───── Bloc de texte

Une IA pourra être nourrie avec un livre sans autorisation ni droits d'auteur, dit la justice américaine

Un juge américain a estimé lundi que la société Anthropic pouvait entraîner ses modèles d'intelligence artificielle (IA) avec des livres protégés par des droits d'auteur sans la permission de ces derniers, une décision qui peut marquer une étape majeure dans le développement de l'IA.
Selon un juge fédéral de première instance à San Francisco, l'entraînement de ces modèles d'IA Claude avec des livres, achetés ou non, est permis par la doctrine de "l'usage raisonnable" de la législation américaine sur les droits d'auteur.
"L'utilisation des livres en question dans le but d'entraîner Claude a engendré des évolutions spectaculaires et relevait de l'usage raisonnable", écrit le juge dans sa décision.
Il a qualifié l'IA de "technologie parmi les plus révolutionnaires que beaucoup d'entre nous verront dans leur vie" et comparé l'apprentissage d'une IA à celui que les êtres humains effectuent en lisant des livres.
D'énormes quantités de données sont nécessaires pour entraîner les modèles linguistiques l'IA générative, comme ChatGPT, un des rivaux de Claude.
Anthropic, évaluée à 61,5 milliards de dollars et largement soutenue par Amazon, a été fondée en 2021 par d'anciens ingénieurs d'OpenAI, la société qui a développé Chat GPT. Elle promeut, plus ostensiblement que ses concurrents, un développement responsable de l'IA.

──────────
───── Données à examiner

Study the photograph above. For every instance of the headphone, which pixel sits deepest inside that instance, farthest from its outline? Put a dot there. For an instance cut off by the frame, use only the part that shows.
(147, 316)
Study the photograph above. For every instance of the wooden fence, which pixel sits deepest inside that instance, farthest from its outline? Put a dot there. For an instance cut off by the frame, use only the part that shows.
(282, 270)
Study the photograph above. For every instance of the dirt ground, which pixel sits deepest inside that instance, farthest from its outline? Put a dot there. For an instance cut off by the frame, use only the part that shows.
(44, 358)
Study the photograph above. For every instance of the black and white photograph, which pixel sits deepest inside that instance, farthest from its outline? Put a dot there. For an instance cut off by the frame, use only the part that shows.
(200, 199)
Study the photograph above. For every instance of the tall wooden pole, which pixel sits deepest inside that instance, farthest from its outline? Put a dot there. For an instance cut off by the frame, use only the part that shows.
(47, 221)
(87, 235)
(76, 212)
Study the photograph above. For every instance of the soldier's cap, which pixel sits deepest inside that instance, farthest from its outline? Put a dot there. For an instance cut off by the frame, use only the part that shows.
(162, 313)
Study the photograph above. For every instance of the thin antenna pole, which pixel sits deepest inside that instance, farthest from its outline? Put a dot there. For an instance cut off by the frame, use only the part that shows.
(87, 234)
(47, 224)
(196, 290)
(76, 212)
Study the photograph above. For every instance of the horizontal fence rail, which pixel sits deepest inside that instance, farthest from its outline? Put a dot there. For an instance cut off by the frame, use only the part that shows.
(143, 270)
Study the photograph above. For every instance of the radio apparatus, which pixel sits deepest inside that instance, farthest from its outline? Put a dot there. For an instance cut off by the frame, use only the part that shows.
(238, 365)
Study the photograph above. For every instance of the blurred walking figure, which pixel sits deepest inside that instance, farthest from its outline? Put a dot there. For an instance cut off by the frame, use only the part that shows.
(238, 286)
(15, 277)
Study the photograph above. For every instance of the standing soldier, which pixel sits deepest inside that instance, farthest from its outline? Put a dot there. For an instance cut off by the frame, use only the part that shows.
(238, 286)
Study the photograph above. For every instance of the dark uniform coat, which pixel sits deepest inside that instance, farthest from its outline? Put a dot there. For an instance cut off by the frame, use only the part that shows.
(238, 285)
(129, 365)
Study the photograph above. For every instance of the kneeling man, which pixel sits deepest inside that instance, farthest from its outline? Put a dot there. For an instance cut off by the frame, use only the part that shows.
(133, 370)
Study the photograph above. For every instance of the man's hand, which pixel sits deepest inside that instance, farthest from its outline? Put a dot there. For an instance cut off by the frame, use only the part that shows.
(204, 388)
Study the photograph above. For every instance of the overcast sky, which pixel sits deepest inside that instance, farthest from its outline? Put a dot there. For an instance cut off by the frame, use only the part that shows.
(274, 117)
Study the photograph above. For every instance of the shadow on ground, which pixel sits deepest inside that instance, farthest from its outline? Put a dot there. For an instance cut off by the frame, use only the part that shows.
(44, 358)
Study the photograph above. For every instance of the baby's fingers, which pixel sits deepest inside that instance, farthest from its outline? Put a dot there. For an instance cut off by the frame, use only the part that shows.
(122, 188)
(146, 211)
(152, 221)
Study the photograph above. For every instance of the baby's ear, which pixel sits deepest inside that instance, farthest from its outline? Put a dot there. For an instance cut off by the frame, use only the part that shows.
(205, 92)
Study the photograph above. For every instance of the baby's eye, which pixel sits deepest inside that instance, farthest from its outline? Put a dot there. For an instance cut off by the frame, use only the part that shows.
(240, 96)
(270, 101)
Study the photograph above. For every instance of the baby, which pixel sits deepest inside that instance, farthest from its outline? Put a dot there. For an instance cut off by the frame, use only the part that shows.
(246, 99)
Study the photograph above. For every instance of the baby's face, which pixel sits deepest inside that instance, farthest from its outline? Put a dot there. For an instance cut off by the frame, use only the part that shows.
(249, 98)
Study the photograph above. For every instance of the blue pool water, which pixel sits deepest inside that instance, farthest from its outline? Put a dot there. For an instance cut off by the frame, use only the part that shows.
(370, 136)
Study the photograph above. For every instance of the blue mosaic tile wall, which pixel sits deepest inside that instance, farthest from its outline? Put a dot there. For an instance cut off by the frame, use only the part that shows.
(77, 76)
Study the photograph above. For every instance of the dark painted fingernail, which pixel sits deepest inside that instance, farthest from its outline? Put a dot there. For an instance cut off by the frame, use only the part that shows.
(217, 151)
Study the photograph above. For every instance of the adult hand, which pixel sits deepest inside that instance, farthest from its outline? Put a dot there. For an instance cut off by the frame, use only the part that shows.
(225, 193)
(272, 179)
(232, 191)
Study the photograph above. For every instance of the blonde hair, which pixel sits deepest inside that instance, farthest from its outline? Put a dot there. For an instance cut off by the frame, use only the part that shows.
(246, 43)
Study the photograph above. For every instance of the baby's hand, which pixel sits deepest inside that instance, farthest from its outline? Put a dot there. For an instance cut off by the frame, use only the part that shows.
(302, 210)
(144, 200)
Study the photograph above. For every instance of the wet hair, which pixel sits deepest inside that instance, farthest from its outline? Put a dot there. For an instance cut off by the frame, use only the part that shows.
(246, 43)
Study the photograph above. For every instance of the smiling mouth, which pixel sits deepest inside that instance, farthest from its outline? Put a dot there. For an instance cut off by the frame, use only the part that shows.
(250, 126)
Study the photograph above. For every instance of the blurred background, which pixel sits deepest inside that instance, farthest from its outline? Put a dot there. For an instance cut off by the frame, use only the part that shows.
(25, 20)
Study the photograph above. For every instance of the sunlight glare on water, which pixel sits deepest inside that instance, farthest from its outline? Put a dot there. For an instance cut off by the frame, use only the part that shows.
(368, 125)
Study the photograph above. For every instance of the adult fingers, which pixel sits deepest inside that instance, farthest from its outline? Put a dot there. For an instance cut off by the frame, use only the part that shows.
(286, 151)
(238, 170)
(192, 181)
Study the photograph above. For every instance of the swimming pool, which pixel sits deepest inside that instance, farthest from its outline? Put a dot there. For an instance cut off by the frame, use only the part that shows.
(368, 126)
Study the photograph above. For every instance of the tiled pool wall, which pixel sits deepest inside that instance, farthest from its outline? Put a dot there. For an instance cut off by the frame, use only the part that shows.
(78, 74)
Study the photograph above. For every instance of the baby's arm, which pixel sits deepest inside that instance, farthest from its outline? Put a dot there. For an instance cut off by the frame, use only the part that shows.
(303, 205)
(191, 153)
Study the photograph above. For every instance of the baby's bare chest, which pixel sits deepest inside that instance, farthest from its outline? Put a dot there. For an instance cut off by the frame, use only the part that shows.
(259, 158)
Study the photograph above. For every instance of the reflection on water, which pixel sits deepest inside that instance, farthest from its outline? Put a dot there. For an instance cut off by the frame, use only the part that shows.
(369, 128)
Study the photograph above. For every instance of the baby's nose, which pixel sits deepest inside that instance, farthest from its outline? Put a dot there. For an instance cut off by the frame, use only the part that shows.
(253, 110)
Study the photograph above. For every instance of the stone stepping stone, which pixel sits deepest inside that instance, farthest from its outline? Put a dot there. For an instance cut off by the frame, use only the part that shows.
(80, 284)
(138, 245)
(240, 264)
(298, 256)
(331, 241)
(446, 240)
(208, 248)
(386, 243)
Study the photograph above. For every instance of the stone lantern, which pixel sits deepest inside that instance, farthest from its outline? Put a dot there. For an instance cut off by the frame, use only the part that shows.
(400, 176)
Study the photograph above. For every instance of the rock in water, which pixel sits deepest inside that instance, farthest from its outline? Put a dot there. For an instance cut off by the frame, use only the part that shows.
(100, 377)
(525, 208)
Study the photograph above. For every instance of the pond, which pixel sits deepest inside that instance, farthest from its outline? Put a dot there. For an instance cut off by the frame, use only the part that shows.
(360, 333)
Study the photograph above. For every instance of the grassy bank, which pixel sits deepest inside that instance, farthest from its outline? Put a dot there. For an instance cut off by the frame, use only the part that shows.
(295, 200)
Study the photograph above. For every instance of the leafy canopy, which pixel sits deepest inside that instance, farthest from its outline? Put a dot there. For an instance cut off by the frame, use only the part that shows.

──────────

== Activités ==
(1) Reprenez le passage de l'article sur Anthropic allant de « Selon un juge » jusqu'à « lisant des livres. » inclus, en remplaçant partout « juge » par « magistrat ».
(2) Prolongez l'article sur Anthropic à la suite de sa dernière phrase.

== Corrigés des activités ==
(1)
Selon un magistrat fédéral de première instance à San Francisco, l'entraînement de ces modèles d'IA Claude avec des livres, achetés ou non, est permis par la doctrine de "l'usage raisonnable" de la législation américaine sur les droits d'auteur.
"L'utilisation des livres en question dans le but d'entraîner Claude a engendré des évolutions spectaculaires et relevait de l'usage raisonnable", écrit le magistrat dans sa décision.
Il a qualifié l'IA de "technologie parmi les plus révolutionnaires que beaucoup d'entre nous verront dans leur vie" et comparé l'apprentissage d'une IA à celui que les êtres humains effectuent en lisant des livres.

(2)
Nombre de musiciens, artistes, médias et écrivains -comme Andrea Bartz, Charles Graeber et Kirk Wallace Johnson avec Anthropic- ont intenté des actions en justice contre plusieurs sociétés d'IA ayant utilisé leurs données sans permission ni paiement.
Ces sociétés se défendent en général en brandissant la doctrine de l'usage raisonnable, arguant que l'entraînement d'IA sur de larges quantités de données transforme radicalement les contenus originaux et est nécessaire pour l'innovation.
Par la voix d'un porte-parole, Anthropic s'est félicité que "le juge ait reconnu qu'utiliser des travaux pour entraîner les grands modèles était source d'innovation". Cette décision "est cohérente avec l'objectif de la législation sur les droits d'auteur de permettre la créativité et de favoriser le progrès scientifique", selon la même source.
Le juge s'est toutefois gardé d'accorder à Anthropic un blanc-seing, estimant que sa pratique de télécharger des millions de livres piratés pour constituer une bibliothèque numérique permanente n'était pas compatible avec un usage raisonnable.
Car en plus d'avoir téléchargé des livres piratés, la société a acheté des livres pour les scanner et les conserver en format numérique, selon des documents de justice.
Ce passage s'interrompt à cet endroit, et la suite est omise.